Natural-language object grounding data
====================
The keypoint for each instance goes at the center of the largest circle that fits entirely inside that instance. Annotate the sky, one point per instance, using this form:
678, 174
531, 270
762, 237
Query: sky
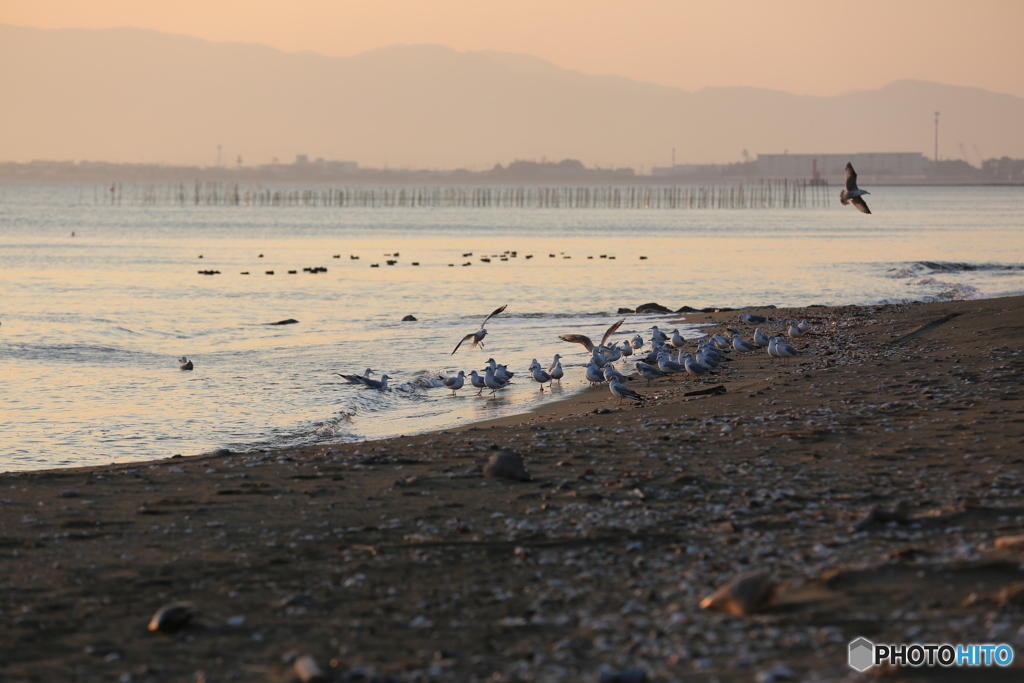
811, 47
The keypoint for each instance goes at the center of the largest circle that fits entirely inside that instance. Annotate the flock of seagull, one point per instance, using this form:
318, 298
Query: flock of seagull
660, 356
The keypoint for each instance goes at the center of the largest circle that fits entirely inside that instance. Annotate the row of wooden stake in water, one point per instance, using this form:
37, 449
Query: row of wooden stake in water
759, 195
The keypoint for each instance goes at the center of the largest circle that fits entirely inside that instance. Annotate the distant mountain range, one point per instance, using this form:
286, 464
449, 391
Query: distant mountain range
136, 95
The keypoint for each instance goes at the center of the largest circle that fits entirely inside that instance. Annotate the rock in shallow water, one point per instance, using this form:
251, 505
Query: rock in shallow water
742, 596
508, 465
170, 617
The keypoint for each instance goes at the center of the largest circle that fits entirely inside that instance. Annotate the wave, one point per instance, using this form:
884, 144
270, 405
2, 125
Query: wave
915, 268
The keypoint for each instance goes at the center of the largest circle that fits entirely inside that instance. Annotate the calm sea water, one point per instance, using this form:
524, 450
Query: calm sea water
91, 326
====================
- [ASSIGNMENT]
Send back the data above word for word, with the pictures left out.

- [EXERCISE OUTPUT]
The keypoint for each instance goes at the center of the largest circle that fits entirely inside that instance. Annotate the sky, one point per instance, using this form:
678, 174
531, 270
762, 237
Query: sky
811, 47
The keypoint for each instance goes at the center of the largest circle that fits entirely inside that instance. Annotate the flock of seagull, one point per instance, using this form:
318, 298
Query: flock of seagull
660, 356
The keypoint for each instance goes at the center of the largest circle that fits entirely inside that instance. Annotate the row of wooden stake in water, one point per instance, using this form:
37, 449
Query: row of wooden stake in water
759, 195
The keypoint for each instance goes at the center of the largest circle that fits entirely inside that instance. Annotate the distant mountain range, one point per instance, using this form:
286, 464
449, 391
Query: distant mountain range
136, 95
The keypoint for each instance goes at the center of the largest circle that fits entirely inside that instance. Annotate the rock in shallow water, one point per instance, using this form:
251, 505
Query: rock in shallow water
742, 596
508, 465
170, 617
The keypoint for each instance goes at the center of the largest circle that fits entirely inside that instance. Annotate the wave, one point per instance, using this form:
884, 144
270, 405
2, 125
Query: wave
915, 268
The keypoint for each instance goes at the center of the largest circle that fits entirely inside that instance. Annotate the calm sea water, one point per instance, using this form:
524, 450
Query: calm sea water
91, 326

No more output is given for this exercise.